**Exercise prompt:**
Exactly the lines from the one containing "Task: put a dot on each instance of the paved" through the final line of the listing are to be retyped, and nothing more.

**Exercise data:**
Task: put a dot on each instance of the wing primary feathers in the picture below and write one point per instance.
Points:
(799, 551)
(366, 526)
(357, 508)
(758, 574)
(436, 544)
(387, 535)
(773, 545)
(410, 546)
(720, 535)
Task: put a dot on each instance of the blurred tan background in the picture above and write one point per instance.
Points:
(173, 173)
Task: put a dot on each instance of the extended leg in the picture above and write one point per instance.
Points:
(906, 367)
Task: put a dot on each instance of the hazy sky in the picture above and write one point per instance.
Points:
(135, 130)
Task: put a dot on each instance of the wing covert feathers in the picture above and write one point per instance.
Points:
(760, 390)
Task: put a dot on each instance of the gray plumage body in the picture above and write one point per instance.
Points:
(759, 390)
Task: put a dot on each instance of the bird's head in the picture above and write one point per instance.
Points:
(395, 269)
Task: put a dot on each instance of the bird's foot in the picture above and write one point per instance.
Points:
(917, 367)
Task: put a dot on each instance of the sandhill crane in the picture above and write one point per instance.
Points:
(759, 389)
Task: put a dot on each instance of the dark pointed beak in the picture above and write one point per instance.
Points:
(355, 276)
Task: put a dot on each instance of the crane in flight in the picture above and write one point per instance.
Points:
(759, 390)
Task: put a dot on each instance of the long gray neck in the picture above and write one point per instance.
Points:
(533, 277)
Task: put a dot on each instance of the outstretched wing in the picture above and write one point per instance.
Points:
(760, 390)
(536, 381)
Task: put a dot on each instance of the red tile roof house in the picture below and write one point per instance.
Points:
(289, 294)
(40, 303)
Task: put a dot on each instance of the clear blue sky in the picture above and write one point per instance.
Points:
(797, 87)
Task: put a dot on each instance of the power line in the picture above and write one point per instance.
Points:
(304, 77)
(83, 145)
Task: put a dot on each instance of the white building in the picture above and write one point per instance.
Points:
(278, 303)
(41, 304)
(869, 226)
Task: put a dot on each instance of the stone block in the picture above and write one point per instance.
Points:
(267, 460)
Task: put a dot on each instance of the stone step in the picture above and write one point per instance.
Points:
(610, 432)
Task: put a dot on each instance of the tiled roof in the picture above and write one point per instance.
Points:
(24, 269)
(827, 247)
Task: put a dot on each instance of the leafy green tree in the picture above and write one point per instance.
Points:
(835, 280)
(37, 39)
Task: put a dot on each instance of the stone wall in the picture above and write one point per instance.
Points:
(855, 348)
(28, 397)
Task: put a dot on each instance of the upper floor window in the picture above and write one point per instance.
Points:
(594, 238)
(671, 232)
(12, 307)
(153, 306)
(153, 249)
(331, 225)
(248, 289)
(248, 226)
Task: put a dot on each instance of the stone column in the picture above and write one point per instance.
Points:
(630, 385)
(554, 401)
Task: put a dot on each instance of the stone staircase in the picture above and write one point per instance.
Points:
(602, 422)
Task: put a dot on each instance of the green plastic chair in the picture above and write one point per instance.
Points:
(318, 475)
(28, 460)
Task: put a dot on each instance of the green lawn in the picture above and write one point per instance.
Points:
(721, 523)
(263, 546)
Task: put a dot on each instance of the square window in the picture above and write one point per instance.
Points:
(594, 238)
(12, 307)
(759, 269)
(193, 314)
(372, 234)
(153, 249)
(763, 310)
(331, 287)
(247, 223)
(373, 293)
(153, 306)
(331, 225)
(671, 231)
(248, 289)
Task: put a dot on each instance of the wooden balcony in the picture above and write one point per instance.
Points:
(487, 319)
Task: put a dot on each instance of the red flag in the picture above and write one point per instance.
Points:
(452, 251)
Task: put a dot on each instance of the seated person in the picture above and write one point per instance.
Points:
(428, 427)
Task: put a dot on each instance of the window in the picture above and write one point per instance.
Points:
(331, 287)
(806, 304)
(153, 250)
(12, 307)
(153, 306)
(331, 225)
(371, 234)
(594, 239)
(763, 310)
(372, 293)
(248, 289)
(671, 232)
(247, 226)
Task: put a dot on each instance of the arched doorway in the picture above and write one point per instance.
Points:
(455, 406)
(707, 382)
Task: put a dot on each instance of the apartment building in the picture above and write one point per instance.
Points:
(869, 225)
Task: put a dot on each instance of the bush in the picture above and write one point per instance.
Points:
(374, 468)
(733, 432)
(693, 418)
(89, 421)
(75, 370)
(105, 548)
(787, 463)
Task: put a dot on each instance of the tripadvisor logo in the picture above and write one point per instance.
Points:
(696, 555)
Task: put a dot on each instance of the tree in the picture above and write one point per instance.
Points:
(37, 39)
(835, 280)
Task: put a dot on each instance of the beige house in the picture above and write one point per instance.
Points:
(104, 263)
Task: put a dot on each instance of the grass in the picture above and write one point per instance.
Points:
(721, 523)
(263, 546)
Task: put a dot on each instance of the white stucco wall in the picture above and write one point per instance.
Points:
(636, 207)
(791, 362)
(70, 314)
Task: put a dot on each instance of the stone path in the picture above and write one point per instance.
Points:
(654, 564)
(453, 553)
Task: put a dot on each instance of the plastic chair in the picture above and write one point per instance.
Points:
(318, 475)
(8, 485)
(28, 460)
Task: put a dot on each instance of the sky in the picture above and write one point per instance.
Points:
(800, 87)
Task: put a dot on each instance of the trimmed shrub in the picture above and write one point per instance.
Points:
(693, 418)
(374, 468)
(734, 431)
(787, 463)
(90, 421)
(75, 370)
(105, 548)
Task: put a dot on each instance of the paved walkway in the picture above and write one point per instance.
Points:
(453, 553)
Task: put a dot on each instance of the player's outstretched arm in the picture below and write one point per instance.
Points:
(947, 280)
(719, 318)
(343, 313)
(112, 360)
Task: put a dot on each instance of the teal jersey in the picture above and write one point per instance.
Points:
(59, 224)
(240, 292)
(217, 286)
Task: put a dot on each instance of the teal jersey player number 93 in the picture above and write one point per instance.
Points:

**Exercise response:**
Task: put a dot on each instance of the paved walkway in the picture above and write one point per instance.
Points:
(453, 553)
Task: put a dot on each instance of the player's outstretched arm in the picture below and write one point per instance.
Points:
(947, 280)
(719, 318)
(343, 313)
(112, 360)
Task: put a dot on each instance of the teal jersey in the picture above and write one point per instance.
Points:
(59, 224)
(240, 292)
(217, 286)
Task: put a dot on each instance of the teal jersey player number 93 in the picture above and write one point per instance.
Points:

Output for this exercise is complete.